Te lezen fragment
------

Daarover had Baselitz het ook. Iemand gaat etsen maken, zei hij, die ook van nature een verwoed tekenaar is. Dat viel mij ook in zijn atelier op, waar tientallen bladen vaak rondslingerden met daarop steeds verschillende formuleringen van een bepaalde figuur bijvoorbeeld. Hij was doende met een schilderij en maakte dan snel impulsieve tekeningen om varianten van die figuur in beweging te houden. Er zijn tekenaars, en zo was Rembrandt er ook een, die niet zozeer tekeningen maken om formuleringen vast te houden maar juist om die los te laten en te veranderen. Rembrandt tekende veel om nieuwigheden op het spoor te komen die hij eerder nog niet gezien had. Soms kwam daar iets uit voor een schilderij, vaak ook niet. Ik denk dat hij ook veel etsen zo impulsief als tekeningen maakte. Die werden dan gedrukt omdat hij tussendoor wel wilde zien hoe een tafereel eruit zou zien. Een strakke druk werkt daar pertinenter dan een tekening. Verder was Rembrandt ook een verteller. Dat was zijn karakter als kunstenaar. Om verteller te zijn moet je verhalen lezen of horen vertellen. Je moet ook met geduld om je heen kijken. Dan ontdek je nog niet opgemerkte details die de vertelling verrassend levendig maken. Die detaillering hoort bij de scherpte waarmee de etsnaald die kan neerzetten.

------

Aangeleverde gegevens
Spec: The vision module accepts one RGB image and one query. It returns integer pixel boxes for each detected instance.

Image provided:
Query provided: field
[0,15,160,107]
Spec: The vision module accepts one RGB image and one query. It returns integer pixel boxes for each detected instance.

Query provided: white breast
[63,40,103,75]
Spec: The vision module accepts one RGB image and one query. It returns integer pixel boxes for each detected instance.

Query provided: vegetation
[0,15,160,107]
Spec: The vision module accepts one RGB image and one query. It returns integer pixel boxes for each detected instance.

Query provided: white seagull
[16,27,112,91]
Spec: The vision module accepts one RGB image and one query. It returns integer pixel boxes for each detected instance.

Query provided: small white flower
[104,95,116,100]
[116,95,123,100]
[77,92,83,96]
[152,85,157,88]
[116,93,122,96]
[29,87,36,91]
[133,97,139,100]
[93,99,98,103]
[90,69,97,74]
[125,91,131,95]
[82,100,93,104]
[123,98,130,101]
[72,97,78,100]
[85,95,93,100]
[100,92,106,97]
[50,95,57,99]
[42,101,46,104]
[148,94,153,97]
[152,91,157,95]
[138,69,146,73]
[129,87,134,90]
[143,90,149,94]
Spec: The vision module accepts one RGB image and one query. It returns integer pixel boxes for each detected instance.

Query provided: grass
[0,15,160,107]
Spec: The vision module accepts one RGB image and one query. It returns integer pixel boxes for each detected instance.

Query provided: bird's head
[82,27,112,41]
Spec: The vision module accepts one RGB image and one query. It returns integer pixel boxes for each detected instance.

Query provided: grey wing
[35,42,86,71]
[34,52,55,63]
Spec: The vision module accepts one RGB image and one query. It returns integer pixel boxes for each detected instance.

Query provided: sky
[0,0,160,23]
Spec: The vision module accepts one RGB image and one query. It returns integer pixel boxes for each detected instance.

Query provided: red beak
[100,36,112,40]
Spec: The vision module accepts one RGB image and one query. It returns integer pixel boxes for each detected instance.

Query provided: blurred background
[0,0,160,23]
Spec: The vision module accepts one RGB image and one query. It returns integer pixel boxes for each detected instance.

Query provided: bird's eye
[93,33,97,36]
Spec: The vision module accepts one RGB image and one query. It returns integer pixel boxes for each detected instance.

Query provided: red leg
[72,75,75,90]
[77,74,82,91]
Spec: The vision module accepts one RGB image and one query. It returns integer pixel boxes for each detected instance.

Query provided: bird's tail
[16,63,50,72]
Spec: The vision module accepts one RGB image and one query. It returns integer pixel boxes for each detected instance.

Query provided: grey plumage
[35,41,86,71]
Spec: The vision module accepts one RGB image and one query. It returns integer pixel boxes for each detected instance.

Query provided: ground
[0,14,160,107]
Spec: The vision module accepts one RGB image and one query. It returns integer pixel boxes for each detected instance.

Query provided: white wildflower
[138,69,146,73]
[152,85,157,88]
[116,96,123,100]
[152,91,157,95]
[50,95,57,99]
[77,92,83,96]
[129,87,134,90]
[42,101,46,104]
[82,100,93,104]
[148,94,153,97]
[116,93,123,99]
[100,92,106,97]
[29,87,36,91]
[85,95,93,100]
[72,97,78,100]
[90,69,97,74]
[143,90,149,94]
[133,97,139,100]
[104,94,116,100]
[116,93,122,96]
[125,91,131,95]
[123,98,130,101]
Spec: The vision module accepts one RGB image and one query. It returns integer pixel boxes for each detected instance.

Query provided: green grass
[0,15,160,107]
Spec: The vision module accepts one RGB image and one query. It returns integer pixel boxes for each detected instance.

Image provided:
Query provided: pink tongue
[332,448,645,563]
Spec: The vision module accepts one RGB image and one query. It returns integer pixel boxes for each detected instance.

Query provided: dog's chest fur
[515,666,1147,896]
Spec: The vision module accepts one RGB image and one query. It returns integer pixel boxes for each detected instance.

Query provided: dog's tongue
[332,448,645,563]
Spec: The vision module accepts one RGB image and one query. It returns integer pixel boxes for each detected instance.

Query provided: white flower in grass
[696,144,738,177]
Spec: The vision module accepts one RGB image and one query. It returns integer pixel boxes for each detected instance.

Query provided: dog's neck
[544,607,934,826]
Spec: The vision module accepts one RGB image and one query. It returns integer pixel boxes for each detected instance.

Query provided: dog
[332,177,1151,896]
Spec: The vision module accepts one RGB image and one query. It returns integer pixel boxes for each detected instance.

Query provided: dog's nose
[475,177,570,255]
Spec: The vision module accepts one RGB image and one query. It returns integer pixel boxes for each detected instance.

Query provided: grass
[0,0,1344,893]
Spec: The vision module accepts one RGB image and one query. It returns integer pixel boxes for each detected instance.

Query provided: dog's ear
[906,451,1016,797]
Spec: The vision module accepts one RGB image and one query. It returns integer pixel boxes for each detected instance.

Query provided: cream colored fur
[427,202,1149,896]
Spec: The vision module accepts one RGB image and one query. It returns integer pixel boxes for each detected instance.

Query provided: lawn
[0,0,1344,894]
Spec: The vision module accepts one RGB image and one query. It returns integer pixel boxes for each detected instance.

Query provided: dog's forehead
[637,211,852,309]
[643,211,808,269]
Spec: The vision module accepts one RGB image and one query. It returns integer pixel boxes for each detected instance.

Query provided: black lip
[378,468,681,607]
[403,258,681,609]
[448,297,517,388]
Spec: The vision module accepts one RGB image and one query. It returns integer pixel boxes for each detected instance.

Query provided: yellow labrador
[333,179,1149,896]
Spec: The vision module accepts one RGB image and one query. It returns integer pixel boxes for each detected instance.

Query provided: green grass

------

Opdracht
Waarom tekende Rembrandt volgens het fragment over zijn etsen en tekeningen zo veel? De gegevens zijn hier niet nodig.

Uitgevoerde opdracht
Om nieuwigheden op het spoor te komen die hij eerder nog niet gezien had.